◆ REQUIRED WORK
(a) According to the Microcosm review, what let Alex afford a nicer place than a young couple might expect?
(b) Write the next part of the Microcosm theatre review, picking up after its last sentence.

◆ EXCERPT PROVIDED
——

Theatre review: Microcosm

Up-and-coming playwright Matt Hartley takes us to a hot, stuffy summer in a desirable part of London in Microcosm. At least, the area seems desirable when Alex (Philip McGinley) and his girlfriend Clare (Jenny Rainsford) move in, money left in his grandmother's will having meant Alex could afford somewhere nicer than a young couple might otherwise expect. But the suburban dream doesn't last long, and as well as an overly friendly neighbour who won't leave him alone, Alex is soon making enemies of a local gang of teenagers: Coming from a small town, it's not in his nature to stand by and ignore problems, so when one of the kids speeds on his motorbike down the residential road he confronts him - and finds himself targeted by a gang throwing bricks through his windows and posting turds in his letterbox.

Derek Bond's production nicely judges a short play that starts funny and builds up into something more sinister, although whether the most dangerous thing is the hoodies outside or the increasingly paranoid Alex inside is a question at the heart of the play; James Perkins' set design, with its perspex walls allowing shadowy figures to loom outside the flat, helps with this sense of menace.

——

Excerpts of pointing data:
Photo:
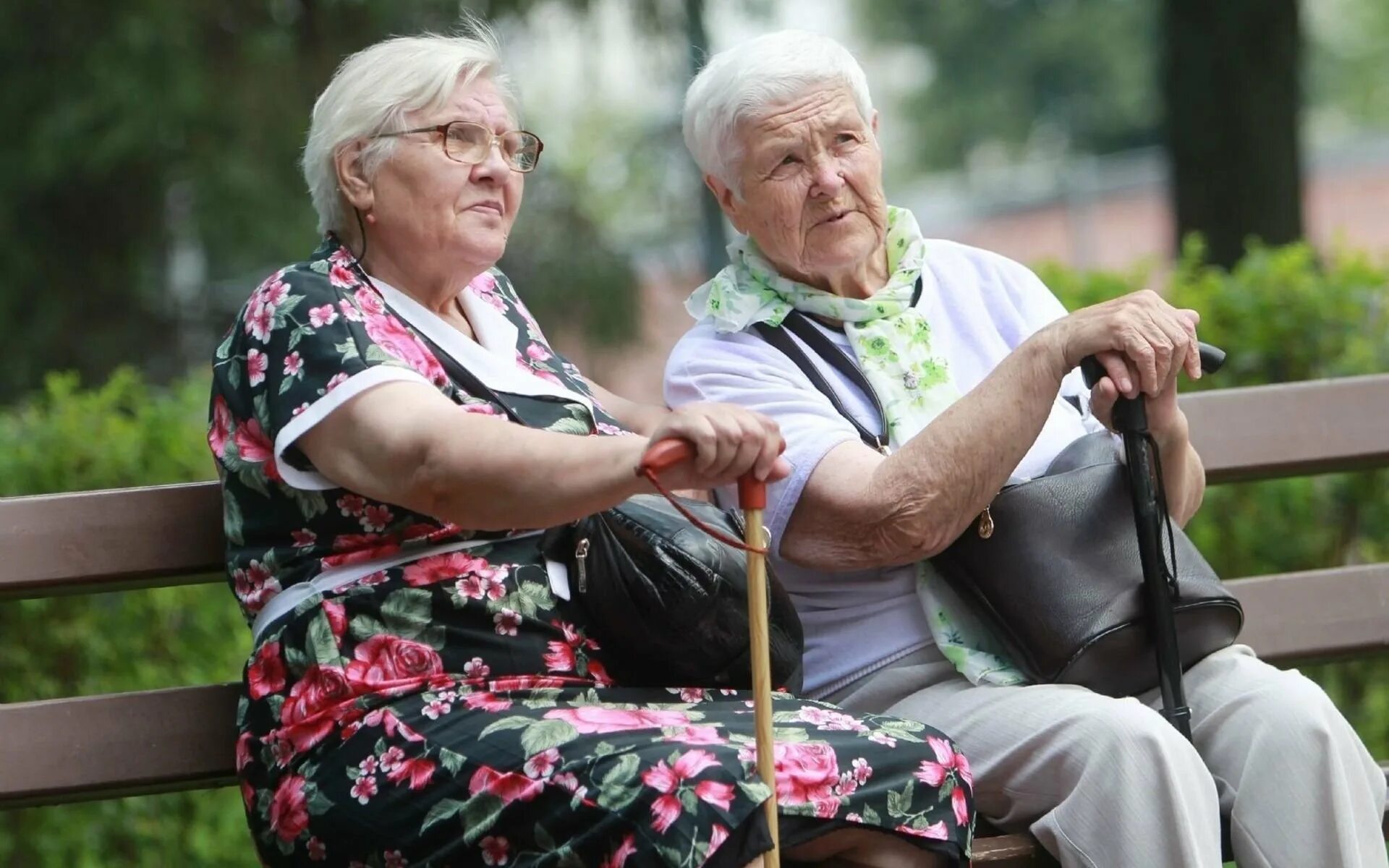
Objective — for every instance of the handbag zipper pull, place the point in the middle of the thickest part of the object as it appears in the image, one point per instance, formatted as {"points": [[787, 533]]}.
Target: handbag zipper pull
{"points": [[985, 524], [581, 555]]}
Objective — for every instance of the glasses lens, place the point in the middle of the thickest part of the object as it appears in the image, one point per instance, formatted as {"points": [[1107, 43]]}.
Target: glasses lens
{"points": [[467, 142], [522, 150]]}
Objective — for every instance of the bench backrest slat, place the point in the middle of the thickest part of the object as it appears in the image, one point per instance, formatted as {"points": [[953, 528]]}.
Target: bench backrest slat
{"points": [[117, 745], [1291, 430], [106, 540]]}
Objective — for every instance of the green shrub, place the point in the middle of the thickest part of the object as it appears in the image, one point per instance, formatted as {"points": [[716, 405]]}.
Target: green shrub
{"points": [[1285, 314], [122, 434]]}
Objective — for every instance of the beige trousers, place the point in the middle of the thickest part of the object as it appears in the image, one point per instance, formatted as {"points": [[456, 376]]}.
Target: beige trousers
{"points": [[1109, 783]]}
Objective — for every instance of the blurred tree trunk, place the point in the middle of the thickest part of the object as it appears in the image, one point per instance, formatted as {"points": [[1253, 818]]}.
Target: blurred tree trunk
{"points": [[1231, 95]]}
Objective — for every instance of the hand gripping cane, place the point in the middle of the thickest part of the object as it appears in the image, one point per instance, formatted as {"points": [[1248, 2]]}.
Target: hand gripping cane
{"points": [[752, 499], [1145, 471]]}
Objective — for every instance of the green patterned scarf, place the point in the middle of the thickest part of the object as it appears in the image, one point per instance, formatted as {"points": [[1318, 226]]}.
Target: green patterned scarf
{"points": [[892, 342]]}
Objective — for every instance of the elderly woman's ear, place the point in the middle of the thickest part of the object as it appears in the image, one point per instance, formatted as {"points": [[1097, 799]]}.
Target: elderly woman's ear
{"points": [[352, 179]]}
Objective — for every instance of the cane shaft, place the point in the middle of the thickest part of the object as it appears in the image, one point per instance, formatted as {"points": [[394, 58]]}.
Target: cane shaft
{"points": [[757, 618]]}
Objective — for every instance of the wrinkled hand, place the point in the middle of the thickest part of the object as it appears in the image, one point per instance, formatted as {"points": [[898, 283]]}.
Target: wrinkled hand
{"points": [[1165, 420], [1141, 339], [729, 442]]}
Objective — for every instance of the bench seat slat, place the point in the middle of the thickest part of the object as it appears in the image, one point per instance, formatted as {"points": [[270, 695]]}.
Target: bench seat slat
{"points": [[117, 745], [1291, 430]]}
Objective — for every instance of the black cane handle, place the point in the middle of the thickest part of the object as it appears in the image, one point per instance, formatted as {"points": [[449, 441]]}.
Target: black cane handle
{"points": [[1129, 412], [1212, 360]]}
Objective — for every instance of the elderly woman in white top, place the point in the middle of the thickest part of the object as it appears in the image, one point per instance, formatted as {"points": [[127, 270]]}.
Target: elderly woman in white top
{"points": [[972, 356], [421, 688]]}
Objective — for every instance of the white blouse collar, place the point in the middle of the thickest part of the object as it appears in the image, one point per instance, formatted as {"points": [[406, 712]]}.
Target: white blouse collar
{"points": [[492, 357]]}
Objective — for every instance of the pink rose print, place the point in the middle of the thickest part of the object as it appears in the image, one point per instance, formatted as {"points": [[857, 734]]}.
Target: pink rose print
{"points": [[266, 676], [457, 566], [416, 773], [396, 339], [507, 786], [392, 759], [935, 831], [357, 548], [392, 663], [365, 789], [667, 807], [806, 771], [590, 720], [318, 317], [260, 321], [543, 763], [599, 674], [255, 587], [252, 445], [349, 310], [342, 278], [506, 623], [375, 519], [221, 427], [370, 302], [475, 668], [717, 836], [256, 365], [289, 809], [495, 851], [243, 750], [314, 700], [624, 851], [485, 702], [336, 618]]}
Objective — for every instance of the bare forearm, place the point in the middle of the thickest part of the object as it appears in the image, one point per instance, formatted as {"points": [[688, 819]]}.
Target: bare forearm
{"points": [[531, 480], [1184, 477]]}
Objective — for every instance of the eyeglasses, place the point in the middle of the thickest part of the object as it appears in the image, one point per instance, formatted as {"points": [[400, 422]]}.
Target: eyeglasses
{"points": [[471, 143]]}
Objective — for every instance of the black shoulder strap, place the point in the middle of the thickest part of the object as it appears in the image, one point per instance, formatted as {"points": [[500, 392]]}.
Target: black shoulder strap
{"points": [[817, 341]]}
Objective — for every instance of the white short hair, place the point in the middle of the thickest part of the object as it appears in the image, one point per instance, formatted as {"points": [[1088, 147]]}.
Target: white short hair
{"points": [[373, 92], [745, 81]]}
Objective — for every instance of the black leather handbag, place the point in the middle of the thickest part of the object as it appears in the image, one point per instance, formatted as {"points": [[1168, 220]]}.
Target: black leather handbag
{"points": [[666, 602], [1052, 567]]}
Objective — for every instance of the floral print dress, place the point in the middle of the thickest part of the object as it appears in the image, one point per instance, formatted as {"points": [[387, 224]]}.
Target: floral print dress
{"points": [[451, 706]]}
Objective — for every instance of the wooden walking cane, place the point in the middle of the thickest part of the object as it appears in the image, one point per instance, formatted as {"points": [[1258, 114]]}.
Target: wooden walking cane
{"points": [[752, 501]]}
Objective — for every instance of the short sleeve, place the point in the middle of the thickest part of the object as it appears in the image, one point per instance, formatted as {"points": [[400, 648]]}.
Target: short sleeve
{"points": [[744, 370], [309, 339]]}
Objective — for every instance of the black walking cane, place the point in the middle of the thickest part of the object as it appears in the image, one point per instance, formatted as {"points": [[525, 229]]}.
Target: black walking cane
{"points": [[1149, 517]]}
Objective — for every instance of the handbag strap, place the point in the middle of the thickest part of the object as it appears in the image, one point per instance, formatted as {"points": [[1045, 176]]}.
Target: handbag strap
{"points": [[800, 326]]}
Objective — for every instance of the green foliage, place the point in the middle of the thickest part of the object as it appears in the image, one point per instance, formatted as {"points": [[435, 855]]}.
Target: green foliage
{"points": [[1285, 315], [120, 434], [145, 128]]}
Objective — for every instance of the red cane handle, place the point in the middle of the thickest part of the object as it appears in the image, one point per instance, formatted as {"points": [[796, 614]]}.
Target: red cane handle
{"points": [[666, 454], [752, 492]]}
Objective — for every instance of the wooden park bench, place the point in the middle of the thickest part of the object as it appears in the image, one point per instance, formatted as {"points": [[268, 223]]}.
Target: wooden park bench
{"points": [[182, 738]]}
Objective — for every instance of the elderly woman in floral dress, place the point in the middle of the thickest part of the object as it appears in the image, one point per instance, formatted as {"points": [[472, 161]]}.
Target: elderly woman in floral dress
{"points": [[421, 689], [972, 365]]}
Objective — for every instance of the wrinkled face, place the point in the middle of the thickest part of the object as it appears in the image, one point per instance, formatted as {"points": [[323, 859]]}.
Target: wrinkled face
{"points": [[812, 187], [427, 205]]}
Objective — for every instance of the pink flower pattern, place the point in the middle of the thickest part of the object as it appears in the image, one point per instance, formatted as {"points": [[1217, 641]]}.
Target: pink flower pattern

——

◆ RESPONSES TO THE TASKS
(a) Money left to him in his grandmother's will.

(b)
A lot of theatre and screen drama invites us to look at misunderstood young people, so it's interesting to see something from the perspective of someone who feels threatened by them. Especially as it's not a stereotype of a victim, but someone as studly as McGinley, who goes convincingly from an obvious confidence that he can handle himself, and a belief that the hoodies can be reasoned with, to a paranoid wreck trapped inside his own home. It's a contrast to a funny but sinister turn from John Lightbody as the sandal-wearing, Tom Cruise-fixated neighbour Philip, whose reasonable-sounding arguments against the local teens have a tendency to climax in right-wing viciousness.


The cast is completed by Christopher Brandon as a Hot Cop1 whose well-meaning but obviously ineffectual advice only feeds into Alex's obsession. The claustrophobic atmosphere of a hot summer is a bit too realistically conveyed in Soho Upstairs (what happened to that air conditioning they had installed?) but it does mean McGinley spends some time in his vest and shorts. Actually I have to admit I may have got distracted from what was going on at times, because the last thing I saw McGinley in was Straight2, so once Alex set a load of video cameras up I was just waiting for him and Hot Cop to get drunk and sweaty in front of them. Tragically, this does not happen.


Microcosm didn't end as I expected it to, although not necessarily in a good way - its structure seems to be leading up to a bigger twist than we actually get, and the play's conclusions on personal responsibility don't feel entirely satisfying. Very strongly acted though, and a production with a few hair-raisingly intense moments.

Microcosm by Matt Hartley is booking until the 25th of May at Soho Theatre Upstairs.

Running time: 1 hour 20 minutes straight through.

1his character's just credited as "Police Officer," so I reckon my alternative name for him's just as valid. And more accurate.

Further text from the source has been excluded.